Text to read.

A few months ago, a reader from Vancouver left a comment on this blog, stating that he has reached financial independence at 38 years of age. He also mentioned that he decided to continue working despite being financially independent. Intrigued by his story, I reached out to him via email. After a few email exchanges, I decided I had to get him to do an interview and answering some questions I have.

Please allow me to introduce you a fellow Vancouverite D.

Q1. Wow, it is amazing to hear someone that lives in Vancouver that is financially independent at age 38. When did you become aware of the term financial independence?

It was Mr. Money Mustache who introduced me to the term.  In April of 2014, the Globe and Mail published an article about some guy who retired at 30. Intrigued, I visited his blog and was relieved to finally find someone who shared my philosophy of how lucky we are to live where and when we do, how much we waste as a society, and how little it takes to focus the “firehose of wealth” towards a goal of FI.  I was riding my bike to work the next week.

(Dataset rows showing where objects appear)

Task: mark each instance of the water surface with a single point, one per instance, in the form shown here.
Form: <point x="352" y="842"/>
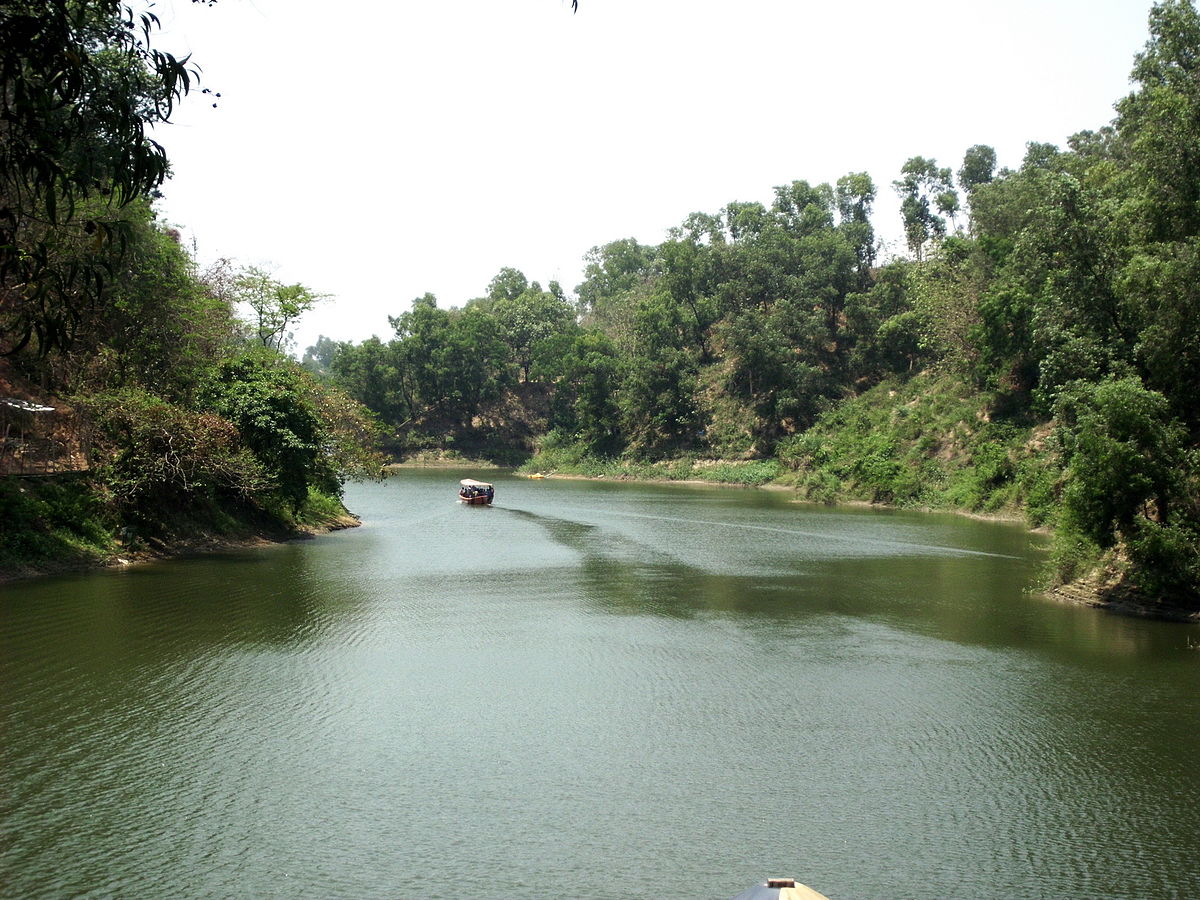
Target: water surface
<point x="588" y="690"/>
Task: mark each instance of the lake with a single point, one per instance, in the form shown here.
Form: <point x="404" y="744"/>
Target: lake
<point x="595" y="690"/>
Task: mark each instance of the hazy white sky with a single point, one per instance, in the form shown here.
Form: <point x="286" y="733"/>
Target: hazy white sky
<point x="387" y="148"/>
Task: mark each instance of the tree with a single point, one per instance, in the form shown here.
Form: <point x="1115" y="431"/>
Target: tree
<point x="275" y="306"/>
<point x="528" y="319"/>
<point x="978" y="167"/>
<point x="923" y="189"/>
<point x="79" y="87"/>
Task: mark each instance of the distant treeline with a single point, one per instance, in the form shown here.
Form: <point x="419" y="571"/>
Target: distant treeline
<point x="196" y="418"/>
<point x="1063" y="295"/>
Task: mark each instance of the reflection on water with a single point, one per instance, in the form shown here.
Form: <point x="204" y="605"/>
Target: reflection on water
<point x="588" y="685"/>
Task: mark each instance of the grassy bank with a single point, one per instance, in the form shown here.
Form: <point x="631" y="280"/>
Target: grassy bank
<point x="70" y="523"/>
<point x="573" y="461"/>
<point x="928" y="443"/>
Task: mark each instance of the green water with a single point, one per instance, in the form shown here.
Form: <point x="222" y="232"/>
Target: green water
<point x="595" y="690"/>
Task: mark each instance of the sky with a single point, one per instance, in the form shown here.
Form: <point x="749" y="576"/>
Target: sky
<point x="379" y="150"/>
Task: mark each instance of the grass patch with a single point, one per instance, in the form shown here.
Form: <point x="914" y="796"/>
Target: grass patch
<point x="59" y="521"/>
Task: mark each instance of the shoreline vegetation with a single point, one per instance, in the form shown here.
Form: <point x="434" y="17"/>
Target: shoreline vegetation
<point x="61" y="529"/>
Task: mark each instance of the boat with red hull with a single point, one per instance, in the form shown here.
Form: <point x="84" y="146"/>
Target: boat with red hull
<point x="475" y="493"/>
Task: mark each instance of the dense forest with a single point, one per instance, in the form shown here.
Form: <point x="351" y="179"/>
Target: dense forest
<point x="1037" y="349"/>
<point x="159" y="395"/>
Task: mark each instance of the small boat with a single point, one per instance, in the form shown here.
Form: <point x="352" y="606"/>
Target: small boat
<point x="475" y="493"/>
<point x="780" y="889"/>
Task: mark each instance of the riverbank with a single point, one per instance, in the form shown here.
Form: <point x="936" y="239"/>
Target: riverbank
<point x="1102" y="589"/>
<point x="64" y="525"/>
<point x="149" y="551"/>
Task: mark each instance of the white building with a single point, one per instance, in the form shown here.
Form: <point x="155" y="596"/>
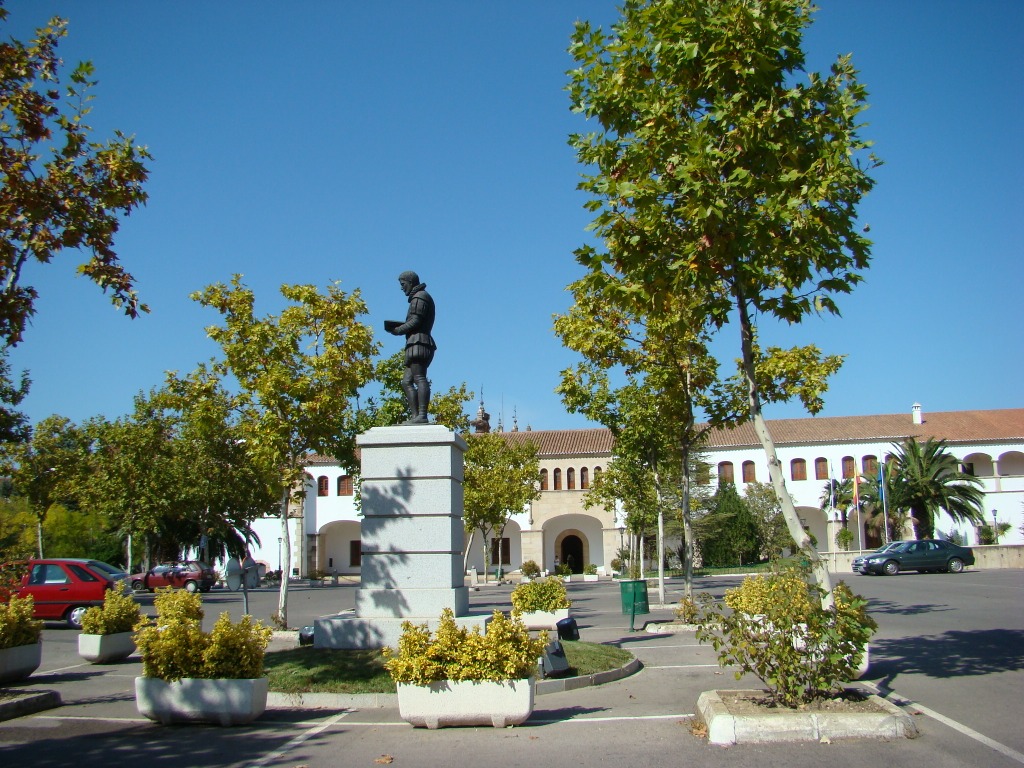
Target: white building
<point x="325" y="532"/>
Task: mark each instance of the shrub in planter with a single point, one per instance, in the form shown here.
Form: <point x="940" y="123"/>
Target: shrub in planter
<point x="20" y="649"/>
<point x="463" y="677"/>
<point x="16" y="625"/>
<point x="107" y="630"/>
<point x="176" y="646"/>
<point x="778" y="631"/>
<point x="119" y="613"/>
<point x="189" y="675"/>
<point x="547" y="594"/>
<point x="504" y="651"/>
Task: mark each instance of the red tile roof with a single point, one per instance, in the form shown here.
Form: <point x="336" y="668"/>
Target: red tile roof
<point x="566" y="441"/>
<point x="953" y="426"/>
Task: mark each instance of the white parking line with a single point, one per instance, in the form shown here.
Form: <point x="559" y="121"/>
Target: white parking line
<point x="960" y="727"/>
<point x="278" y="754"/>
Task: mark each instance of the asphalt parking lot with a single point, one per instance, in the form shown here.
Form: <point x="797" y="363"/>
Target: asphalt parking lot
<point x="950" y="646"/>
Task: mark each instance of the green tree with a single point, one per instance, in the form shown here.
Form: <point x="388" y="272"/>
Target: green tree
<point x="669" y="373"/>
<point x="60" y="190"/>
<point x="502" y="476"/>
<point x="730" y="535"/>
<point x="17" y="528"/>
<point x="927" y="479"/>
<point x="47" y="470"/>
<point x="772" y="531"/>
<point x="81" y="532"/>
<point x="297" y="375"/>
<point x="132" y="479"/>
<point x="721" y="174"/>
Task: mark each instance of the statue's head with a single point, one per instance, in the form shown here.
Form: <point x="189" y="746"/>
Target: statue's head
<point x="409" y="281"/>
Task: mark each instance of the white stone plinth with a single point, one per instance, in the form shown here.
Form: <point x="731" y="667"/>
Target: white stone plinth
<point x="412" y="538"/>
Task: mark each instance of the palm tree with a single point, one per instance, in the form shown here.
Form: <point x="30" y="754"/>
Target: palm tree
<point x="928" y="478"/>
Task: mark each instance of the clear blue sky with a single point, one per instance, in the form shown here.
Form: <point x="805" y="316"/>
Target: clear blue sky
<point x="310" y="141"/>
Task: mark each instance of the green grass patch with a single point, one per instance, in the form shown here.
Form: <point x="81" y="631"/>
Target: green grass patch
<point x="588" y="658"/>
<point x="307" y="670"/>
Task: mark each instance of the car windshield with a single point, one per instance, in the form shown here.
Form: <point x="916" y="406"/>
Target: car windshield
<point x="111" y="570"/>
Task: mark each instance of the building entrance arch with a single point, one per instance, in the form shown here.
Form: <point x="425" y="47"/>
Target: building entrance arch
<point x="570" y="552"/>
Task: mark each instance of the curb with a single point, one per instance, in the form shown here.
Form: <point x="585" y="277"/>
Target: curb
<point x="279" y="700"/>
<point x="387" y="700"/>
<point x="668" y="628"/>
<point x="29" y="704"/>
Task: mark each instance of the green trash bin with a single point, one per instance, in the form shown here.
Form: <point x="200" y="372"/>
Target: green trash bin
<point x="634" y="594"/>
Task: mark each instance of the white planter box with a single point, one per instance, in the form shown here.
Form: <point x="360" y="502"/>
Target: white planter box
<point x="221" y="701"/>
<point x="105" y="648"/>
<point x="19" y="662"/>
<point x="466" y="702"/>
<point x="544" y="620"/>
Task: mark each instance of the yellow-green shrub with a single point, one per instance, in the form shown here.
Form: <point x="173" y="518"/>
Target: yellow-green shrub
<point x="504" y="651"/>
<point x="175" y="646"/>
<point x="778" y="631"/>
<point x="16" y="625"/>
<point x="119" y="612"/>
<point x="545" y="594"/>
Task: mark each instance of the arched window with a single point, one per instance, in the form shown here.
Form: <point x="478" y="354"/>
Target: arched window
<point x="849" y="467"/>
<point x="820" y="468"/>
<point x="798" y="469"/>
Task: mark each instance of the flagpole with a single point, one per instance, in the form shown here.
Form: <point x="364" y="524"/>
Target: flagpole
<point x="882" y="493"/>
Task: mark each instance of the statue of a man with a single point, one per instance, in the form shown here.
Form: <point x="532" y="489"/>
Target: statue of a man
<point x="419" y="345"/>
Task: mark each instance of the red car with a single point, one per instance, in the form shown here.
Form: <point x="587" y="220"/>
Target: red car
<point x="64" y="588"/>
<point x="193" y="576"/>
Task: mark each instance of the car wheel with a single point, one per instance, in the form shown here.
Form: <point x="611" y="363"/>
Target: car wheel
<point x="75" y="613"/>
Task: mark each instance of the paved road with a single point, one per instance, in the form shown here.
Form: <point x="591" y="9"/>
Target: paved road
<point x="951" y="644"/>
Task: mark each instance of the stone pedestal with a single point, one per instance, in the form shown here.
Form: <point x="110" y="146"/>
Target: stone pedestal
<point x="412" y="538"/>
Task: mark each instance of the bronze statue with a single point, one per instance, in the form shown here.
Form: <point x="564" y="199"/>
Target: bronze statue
<point x="419" y="345"/>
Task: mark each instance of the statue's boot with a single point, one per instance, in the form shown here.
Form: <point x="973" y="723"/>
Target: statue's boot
<point x="411" y="403"/>
<point x="422" y="400"/>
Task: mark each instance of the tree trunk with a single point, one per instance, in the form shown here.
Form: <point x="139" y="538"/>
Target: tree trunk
<point x="800" y="536"/>
<point x="687" y="528"/>
<point x="286" y="565"/>
<point x="468" y="549"/>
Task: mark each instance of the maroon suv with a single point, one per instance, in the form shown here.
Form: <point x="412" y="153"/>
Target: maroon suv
<point x="62" y="588"/>
<point x="193" y="576"/>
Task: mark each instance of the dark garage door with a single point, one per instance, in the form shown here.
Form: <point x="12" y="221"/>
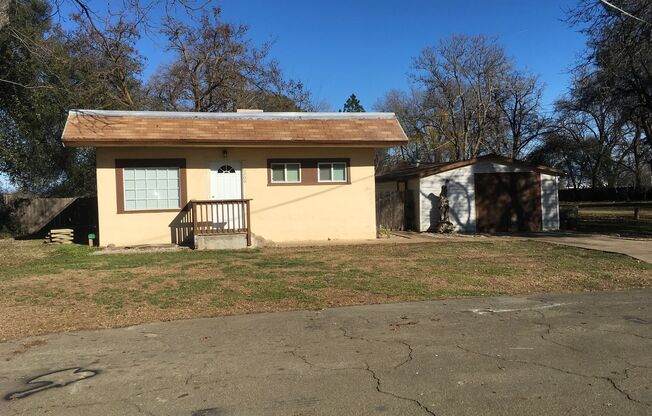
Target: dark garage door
<point x="507" y="202"/>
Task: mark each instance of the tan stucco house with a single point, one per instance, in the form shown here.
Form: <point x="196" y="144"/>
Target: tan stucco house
<point x="228" y="179"/>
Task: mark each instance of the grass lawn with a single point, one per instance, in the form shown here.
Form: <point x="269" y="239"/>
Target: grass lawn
<point x="59" y="288"/>
<point x="617" y="217"/>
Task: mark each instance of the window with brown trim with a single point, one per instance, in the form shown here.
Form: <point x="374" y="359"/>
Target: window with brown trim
<point x="310" y="171"/>
<point x="150" y="185"/>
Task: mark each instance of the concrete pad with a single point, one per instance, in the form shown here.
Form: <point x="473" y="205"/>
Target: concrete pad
<point x="574" y="354"/>
<point x="638" y="248"/>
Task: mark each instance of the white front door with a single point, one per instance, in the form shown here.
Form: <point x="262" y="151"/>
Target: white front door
<point x="226" y="183"/>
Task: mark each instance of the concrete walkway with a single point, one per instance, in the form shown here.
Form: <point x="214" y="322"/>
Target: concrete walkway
<point x="575" y="354"/>
<point x="638" y="248"/>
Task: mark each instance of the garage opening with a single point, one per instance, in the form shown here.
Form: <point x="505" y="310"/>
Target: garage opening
<point x="508" y="202"/>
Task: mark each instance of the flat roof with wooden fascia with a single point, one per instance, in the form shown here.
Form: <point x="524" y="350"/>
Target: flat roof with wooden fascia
<point x="430" y="169"/>
<point x="98" y="128"/>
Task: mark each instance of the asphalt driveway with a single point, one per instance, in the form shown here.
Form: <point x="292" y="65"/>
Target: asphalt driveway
<point x="572" y="354"/>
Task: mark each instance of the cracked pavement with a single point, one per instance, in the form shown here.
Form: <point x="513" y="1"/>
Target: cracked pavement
<point x="579" y="354"/>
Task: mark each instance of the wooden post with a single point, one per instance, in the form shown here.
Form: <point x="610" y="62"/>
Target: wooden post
<point x="193" y="212"/>
<point x="248" y="206"/>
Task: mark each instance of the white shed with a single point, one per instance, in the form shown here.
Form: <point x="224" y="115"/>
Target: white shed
<point x="486" y="194"/>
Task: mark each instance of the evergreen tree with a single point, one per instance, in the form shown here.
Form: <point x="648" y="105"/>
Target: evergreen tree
<point x="352" y="105"/>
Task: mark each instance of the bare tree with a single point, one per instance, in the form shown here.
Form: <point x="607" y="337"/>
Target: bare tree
<point x="519" y="99"/>
<point x="105" y="49"/>
<point x="461" y="78"/>
<point x="217" y="68"/>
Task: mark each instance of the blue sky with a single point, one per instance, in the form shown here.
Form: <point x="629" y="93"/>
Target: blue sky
<point x="366" y="47"/>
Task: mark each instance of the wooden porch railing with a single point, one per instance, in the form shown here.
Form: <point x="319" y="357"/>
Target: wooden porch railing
<point x="213" y="217"/>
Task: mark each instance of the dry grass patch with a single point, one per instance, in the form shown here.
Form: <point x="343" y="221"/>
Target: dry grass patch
<point x="48" y="289"/>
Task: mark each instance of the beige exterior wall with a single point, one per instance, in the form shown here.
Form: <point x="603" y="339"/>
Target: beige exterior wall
<point x="278" y="213"/>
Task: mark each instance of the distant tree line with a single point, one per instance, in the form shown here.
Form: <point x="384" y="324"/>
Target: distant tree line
<point x="468" y="98"/>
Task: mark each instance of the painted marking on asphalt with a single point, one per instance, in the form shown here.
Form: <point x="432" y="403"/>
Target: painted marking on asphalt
<point x="486" y="311"/>
<point x="59" y="378"/>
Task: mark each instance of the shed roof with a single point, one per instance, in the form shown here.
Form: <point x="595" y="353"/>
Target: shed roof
<point x="430" y="169"/>
<point x="136" y="128"/>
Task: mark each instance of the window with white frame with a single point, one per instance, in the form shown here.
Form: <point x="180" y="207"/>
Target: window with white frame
<point x="286" y="172"/>
<point x="332" y="172"/>
<point x="151" y="188"/>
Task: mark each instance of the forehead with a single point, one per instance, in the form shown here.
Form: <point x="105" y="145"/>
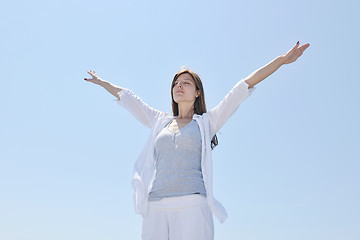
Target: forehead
<point x="185" y="76"/>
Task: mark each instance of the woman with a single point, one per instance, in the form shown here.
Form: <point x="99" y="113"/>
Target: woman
<point x="173" y="174"/>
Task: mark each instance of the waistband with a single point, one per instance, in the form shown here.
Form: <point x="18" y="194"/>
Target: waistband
<point x="187" y="201"/>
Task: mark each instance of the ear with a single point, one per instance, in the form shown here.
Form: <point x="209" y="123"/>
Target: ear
<point x="197" y="93"/>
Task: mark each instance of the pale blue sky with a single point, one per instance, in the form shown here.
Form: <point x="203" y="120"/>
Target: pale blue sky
<point x="287" y="165"/>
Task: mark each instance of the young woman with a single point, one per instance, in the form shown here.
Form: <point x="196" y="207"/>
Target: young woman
<point x="173" y="174"/>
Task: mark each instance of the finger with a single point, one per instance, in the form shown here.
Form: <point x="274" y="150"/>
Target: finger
<point x="303" y="47"/>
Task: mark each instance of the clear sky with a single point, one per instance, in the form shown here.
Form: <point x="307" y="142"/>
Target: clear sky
<point x="287" y="164"/>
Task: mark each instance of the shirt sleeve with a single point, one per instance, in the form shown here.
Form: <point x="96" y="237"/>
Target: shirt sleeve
<point x="139" y="109"/>
<point x="230" y="103"/>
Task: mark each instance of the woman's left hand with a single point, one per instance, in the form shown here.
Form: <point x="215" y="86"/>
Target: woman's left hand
<point x="293" y="54"/>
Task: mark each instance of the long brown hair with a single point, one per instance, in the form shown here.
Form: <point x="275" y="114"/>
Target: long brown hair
<point x="199" y="104"/>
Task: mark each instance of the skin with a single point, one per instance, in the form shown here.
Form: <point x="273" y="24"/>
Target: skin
<point x="184" y="93"/>
<point x="185" y="84"/>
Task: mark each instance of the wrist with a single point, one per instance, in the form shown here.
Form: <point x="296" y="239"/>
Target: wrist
<point x="282" y="59"/>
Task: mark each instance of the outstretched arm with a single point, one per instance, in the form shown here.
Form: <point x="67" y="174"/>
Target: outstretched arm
<point x="291" y="56"/>
<point x="111" y="88"/>
<point x="126" y="98"/>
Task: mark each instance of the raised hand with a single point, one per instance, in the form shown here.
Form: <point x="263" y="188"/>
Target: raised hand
<point x="95" y="78"/>
<point x="293" y="54"/>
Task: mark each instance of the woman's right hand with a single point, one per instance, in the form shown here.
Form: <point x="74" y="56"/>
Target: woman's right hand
<point x="95" y="78"/>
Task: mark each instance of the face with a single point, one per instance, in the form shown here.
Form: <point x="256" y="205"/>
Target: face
<point x="184" y="89"/>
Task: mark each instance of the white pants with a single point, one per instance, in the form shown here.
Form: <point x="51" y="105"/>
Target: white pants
<point x="179" y="218"/>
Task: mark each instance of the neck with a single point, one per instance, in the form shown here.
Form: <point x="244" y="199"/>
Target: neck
<point x="185" y="110"/>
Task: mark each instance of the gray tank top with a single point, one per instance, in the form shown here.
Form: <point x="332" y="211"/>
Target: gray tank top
<point x="178" y="163"/>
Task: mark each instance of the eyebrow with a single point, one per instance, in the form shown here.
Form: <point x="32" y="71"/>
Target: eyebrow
<point x="184" y="79"/>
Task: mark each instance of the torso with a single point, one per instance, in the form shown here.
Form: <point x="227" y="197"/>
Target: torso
<point x="177" y="124"/>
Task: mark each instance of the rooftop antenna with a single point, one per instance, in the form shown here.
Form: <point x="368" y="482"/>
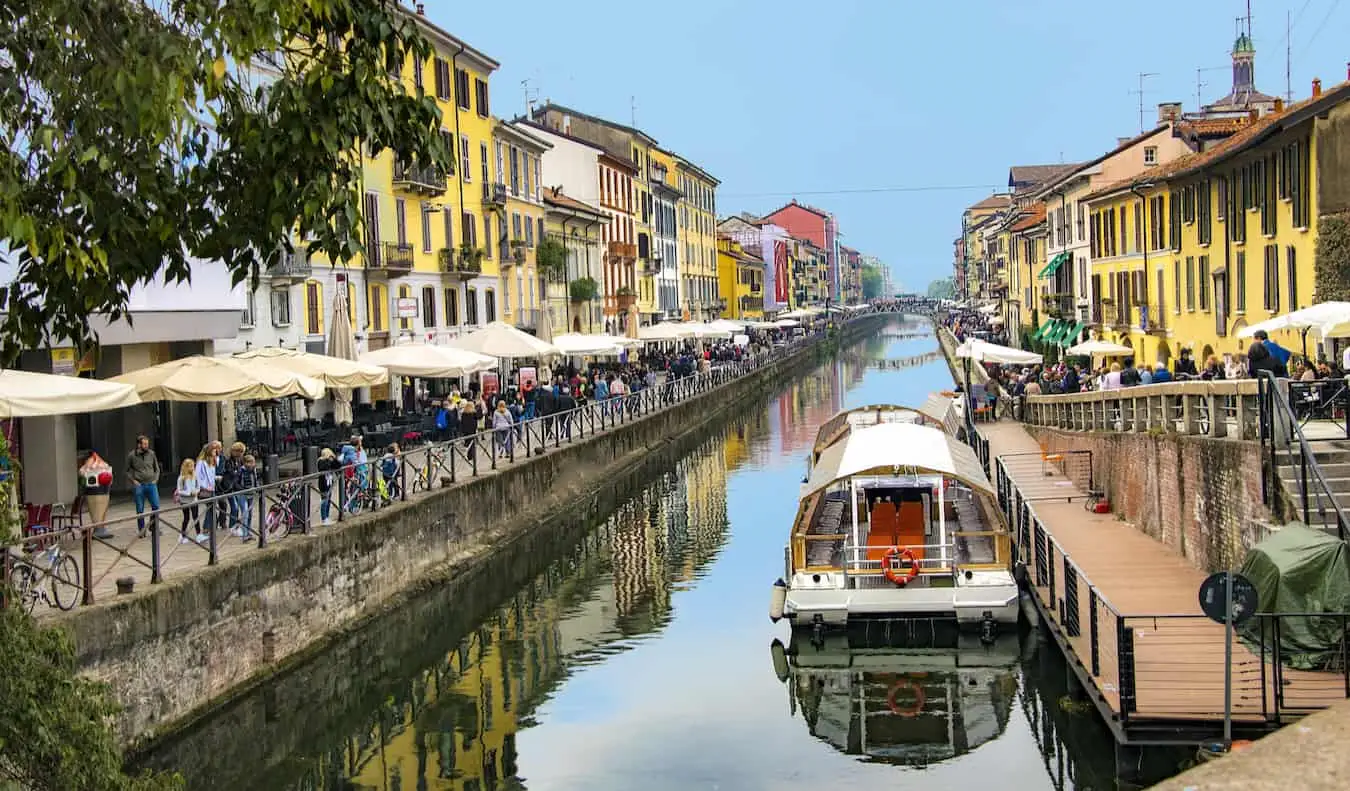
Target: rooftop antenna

Requirements.
A – Reproduce the interview word for word, everything from "A few months" down to "questions I have.".
B – Can you answer these questions from the interview?
(i) At what age did the reader from Vancouver reach financial independence?
(ii) Who introduced D to the term financial independence?
(iii) In what month and year did the Globe and Mail publish its article?
C – Does each statement agree with the interview? Answer yes or no and quote the deciding words.
(i) The reader stopped working once he was financially independent.
(ii) The author first contacted the reader by email.
(iii) The Globe and Mail article was about someone who retired at 40.
The listing has nothing to do with the interview about financial independence.

Responses by task.
A –
A few months ago, a reader from Vancouver left a comment on this blog, stating that he has reached financial independence at 38 years of age. He also mentioned that he decided to continue working despite being financially independent. Intrigued by his story, I reached out to him via email. After a few email exchanges, I decided I had to get him to do an interview and answering some questions I have.

B –
(i) 38
(ii) Mr. Money Mustache
(iii) April of 2014

C –
(i) No: "he decided to continue working despite being financially independent"
(ii) Yes: "I reached out to him via email"
(iii) No: "some guy who retired at 30"